BEGIN Text under study
Slowly but surely, we have seen these idiot vampires become better, more in touch with their humanity, more willing to care about each other. Nadja began the season with a lust for power that saw her rip someone’s actual heart out of their chest. By the finale, she’s willing to turn down ultimate power to stay with the person she loves. Nandor the Relentless has finally, um, relented: He is willing to accept his former familiar’s affection and company — once Guillermo learns to stand up for himself — and it’s clear from his forlorn expression while boarding the train alone that he realizes it wasn’t the journey he wanted but the companion.
Season three has felt different from the beginning — partly because season two, which came out just as the pandemic hit its terrifying and isolating first wave, made the show feel important. It was a source of comfort and escapism for people (like me) stuck at home worrying about whether they’d be able to buy toilet paper tomorrow and which of the people they care about might not make it. Even in this context, the show had every excuse to deliver a formulaic rendering of a group of funny-voiced vampires stuck in a human world they don’t understand, and it would have been enough. (And easier, given that this season was filmed in the midst of the pandemic.) Instead, each character is given a chance to grow, and the show expands well beyond the walls of the house to explore new nooks and crannies of its world. Everything this season felt deliberate; there were no throwaway or awkwardly timed episodes. Everything in this show matters. Not just to us but also to its dumb, stupid vampires.
Each cast member came at this season full force: Mark Proksch found ways to make an energy vampire lovable, Natasia Demetriou is simply the funniest person on TV, Kayvan Novak spent this season embarrassing the Television Academy for snubbing him at the Emmys, Matt Berry delivers a romantic monologue in the finale that makes plain how great a leading man he could (but chooses not to) be, and Harvey Guillén just can’t stop getting better. He keeps finding new, bigger ways to fill a role that requires him to be meek. I can’t stop thinking about the cold open of “A Farewell” and his politely panicked delivery of “What’s happening? What’s happening?” — it hits a specific, hilarious note that should make anyone who has ever worked in a support or customer-facing role feel seen. He nails multiple big action sequences then bounces right back into delivering those awkward looks to camera that make Jim Halpert seem childish. That’s called range.
END Text under study
## What you will do
a - Duplicate the vampire show review between "Slowly but surely, we" and "but the companion.", inclusive.
b - Pick up the vampire show review after its final sentence and carry it forward.
BEGIN Stored data
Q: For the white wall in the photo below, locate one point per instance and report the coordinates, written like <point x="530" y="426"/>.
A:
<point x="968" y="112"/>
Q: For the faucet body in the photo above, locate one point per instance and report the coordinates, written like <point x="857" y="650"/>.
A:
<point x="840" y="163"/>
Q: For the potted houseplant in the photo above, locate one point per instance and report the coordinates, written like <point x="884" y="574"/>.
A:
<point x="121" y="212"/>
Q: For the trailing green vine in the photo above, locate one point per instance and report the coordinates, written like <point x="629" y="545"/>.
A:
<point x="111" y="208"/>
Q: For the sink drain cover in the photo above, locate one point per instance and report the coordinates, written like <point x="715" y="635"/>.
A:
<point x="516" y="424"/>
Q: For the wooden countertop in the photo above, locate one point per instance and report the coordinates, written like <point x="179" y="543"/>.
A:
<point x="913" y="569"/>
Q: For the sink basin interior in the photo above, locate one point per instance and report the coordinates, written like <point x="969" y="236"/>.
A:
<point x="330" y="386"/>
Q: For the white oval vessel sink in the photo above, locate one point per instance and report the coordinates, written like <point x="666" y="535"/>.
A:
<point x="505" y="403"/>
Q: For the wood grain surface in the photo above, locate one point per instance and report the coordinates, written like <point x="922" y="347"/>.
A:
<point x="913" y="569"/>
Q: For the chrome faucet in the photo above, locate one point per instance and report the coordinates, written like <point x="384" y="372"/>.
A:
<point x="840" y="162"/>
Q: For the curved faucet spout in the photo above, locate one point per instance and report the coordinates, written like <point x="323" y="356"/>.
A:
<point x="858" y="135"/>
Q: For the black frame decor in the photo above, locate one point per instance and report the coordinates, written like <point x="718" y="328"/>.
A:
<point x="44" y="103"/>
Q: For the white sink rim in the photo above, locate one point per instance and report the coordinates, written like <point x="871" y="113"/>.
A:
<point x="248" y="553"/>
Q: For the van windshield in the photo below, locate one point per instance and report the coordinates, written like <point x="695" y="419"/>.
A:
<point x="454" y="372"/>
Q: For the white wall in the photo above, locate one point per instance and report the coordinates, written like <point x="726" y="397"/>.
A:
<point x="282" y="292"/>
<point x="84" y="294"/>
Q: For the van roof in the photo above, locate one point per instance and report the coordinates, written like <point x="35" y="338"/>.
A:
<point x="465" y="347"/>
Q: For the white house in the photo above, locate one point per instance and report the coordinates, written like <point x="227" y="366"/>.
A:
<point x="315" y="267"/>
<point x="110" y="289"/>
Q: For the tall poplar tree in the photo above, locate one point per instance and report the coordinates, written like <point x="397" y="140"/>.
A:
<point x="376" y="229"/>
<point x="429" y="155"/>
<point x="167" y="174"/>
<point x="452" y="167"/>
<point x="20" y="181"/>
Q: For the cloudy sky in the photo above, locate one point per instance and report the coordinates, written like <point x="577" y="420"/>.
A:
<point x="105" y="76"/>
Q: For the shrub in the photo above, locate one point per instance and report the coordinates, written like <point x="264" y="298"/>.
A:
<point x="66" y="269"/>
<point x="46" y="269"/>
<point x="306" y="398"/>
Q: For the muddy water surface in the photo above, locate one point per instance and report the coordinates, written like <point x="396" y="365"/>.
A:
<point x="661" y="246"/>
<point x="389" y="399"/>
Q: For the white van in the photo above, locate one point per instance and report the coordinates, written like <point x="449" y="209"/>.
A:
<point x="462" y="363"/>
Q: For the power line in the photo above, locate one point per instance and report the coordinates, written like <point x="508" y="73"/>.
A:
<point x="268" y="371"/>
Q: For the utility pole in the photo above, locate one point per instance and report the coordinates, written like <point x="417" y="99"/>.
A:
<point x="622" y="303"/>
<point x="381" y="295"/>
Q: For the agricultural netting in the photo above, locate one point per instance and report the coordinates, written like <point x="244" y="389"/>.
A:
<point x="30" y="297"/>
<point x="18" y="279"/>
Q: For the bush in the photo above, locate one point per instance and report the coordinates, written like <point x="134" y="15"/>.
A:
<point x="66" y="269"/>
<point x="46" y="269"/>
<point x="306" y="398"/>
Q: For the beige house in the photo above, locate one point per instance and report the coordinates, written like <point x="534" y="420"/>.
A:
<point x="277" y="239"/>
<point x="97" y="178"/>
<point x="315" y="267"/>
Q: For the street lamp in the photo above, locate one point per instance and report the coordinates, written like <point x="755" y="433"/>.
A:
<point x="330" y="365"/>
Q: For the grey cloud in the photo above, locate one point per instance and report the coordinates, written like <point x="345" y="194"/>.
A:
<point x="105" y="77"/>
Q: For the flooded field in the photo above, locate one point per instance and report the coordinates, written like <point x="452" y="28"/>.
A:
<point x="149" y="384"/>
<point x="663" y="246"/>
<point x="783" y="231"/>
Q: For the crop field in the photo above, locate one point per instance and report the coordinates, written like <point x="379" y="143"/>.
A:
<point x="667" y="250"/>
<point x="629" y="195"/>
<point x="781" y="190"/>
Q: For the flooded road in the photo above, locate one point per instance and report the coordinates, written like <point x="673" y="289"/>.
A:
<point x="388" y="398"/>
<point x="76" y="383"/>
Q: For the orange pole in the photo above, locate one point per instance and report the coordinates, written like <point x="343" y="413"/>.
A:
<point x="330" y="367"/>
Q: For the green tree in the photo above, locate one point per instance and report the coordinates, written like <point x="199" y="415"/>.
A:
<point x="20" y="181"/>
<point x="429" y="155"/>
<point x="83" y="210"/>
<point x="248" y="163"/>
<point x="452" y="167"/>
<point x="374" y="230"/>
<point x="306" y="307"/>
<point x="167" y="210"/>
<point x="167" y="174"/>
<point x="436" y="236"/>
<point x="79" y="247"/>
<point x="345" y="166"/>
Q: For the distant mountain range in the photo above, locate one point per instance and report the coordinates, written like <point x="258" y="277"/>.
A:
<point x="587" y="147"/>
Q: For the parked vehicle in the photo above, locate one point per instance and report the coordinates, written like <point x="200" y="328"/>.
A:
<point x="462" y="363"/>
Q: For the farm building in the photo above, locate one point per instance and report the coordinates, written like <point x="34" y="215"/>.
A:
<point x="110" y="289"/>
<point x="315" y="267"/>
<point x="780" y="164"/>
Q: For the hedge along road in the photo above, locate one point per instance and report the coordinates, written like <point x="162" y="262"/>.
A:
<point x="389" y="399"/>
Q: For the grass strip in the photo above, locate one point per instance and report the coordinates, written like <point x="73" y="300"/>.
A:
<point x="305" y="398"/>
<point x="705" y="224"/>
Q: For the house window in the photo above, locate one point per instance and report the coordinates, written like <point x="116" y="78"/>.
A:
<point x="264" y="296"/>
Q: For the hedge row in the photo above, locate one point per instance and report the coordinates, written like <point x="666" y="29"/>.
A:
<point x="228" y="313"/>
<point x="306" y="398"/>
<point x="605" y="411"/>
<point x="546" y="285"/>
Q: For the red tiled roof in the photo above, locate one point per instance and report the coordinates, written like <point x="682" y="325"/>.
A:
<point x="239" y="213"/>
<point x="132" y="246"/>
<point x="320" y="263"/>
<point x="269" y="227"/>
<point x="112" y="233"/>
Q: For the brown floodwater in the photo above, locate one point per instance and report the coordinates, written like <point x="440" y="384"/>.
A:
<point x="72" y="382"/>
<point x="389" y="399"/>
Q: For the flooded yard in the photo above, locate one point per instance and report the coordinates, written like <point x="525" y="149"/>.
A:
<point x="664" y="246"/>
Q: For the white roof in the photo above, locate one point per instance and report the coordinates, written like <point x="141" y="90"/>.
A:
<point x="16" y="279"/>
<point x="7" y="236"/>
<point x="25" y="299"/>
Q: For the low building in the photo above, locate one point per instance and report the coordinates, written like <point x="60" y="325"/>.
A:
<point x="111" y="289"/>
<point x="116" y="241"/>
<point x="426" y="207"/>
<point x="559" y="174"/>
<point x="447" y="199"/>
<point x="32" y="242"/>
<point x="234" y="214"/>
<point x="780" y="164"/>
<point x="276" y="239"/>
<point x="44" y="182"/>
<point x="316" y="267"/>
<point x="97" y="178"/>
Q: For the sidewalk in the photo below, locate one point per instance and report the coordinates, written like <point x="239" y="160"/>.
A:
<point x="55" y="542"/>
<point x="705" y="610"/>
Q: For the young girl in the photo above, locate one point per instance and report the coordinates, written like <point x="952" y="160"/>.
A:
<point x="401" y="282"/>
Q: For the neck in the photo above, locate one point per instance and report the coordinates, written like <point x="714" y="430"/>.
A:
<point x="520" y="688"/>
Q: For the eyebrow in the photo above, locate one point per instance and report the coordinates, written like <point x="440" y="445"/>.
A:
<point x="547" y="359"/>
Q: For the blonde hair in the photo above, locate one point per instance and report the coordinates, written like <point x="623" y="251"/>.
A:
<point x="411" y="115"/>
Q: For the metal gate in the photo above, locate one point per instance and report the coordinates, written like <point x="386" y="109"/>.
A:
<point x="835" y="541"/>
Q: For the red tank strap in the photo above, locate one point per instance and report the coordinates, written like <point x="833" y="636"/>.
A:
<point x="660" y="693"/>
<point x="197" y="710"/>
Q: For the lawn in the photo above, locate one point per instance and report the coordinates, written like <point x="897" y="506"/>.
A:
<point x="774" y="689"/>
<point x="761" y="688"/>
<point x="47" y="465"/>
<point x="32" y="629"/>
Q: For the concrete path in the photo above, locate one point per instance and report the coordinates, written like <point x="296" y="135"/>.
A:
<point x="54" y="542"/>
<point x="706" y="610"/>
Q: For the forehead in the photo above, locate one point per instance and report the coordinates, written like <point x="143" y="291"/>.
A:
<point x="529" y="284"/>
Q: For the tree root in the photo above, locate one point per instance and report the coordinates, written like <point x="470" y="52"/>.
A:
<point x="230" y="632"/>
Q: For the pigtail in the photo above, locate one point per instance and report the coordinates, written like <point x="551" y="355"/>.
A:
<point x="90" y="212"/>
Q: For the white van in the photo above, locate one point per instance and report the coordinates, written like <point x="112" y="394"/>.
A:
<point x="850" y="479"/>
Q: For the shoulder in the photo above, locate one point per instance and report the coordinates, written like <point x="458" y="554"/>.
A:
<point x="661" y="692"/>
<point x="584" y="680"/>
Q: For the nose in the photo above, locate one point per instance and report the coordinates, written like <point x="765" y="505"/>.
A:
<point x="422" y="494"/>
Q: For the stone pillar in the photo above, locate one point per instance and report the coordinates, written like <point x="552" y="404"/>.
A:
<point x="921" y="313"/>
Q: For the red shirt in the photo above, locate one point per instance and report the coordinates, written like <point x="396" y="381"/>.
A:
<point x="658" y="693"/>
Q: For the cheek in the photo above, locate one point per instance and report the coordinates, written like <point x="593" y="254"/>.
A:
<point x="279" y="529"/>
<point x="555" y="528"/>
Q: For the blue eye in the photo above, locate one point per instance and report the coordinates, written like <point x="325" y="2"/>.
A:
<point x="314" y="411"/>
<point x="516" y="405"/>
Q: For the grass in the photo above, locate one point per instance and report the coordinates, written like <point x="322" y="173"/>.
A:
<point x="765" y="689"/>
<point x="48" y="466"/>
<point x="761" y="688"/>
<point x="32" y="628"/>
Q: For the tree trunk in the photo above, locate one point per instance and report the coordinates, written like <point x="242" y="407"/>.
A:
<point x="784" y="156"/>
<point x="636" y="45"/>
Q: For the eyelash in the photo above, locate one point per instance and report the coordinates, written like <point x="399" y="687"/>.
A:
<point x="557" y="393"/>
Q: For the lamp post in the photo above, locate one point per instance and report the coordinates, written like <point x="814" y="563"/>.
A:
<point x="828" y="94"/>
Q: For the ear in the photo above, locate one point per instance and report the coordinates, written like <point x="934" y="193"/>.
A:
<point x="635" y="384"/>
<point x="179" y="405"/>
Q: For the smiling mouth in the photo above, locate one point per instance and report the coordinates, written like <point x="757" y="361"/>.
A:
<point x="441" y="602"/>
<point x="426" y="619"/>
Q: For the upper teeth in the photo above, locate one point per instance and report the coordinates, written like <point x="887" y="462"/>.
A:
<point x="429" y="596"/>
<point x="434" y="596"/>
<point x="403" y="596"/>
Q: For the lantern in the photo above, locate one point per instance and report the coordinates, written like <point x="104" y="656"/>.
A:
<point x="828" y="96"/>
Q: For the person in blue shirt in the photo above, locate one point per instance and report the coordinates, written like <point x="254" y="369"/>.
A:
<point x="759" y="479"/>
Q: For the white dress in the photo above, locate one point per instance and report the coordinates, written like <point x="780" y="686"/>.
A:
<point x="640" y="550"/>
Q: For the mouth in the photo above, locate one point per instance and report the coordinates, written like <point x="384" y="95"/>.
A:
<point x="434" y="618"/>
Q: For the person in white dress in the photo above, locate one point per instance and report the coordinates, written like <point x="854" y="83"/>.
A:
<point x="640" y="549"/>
END Stored data
## Answers below
a -
Slowly but surely, we have seen these idiot vampires become better, more in touch with their humanity, more willing to care about each other. Nadja began the season with a lust for power that saw her rip someone’s actual heart out of their chest. By the finale, she’s willing to turn down ultimate power to stay with the person she loves. Nandor the Relentless has finally, um, relented: He is willing to accept his former familiar’s affection and company — once Guillermo learns to stand up for himself — and it’s clear from his forlorn expression while boarding the train alone that he realizes it wasn’t the journey he wanted but the companion.

b -
The Colin Robinson we met in season one is dead, and the show he was in no longer exists in the same way. That feels right, because none of us exists in the same way. Everyone’s life is different than it was in spring 2020, and there is simply no going back. But that’s okay. Much like our favorite silly vampires, we have been forced to face our own fragility and admit how much we need each other. We end the finale with a song called “Our Love Is Young,” by Andrea and Ervin Litkei, playing over the credits. A mid-credits scene shows Laszlo lovingly hanging the new portrait over the fireplace; though his family is now scattered, he still keeps this as their home. The lyrics implore the listener to care for a fragile, newfound love: “Don’t let it go / Love has just begun / Say you let it grow / Our love is young / So very young.” As baby Colin jumps into the frame to scream and surely drain his new stepdad, we understand that after every ending, no matter how grotesque, there’s a new beginning waiting, but only if we’re willing to admit we care.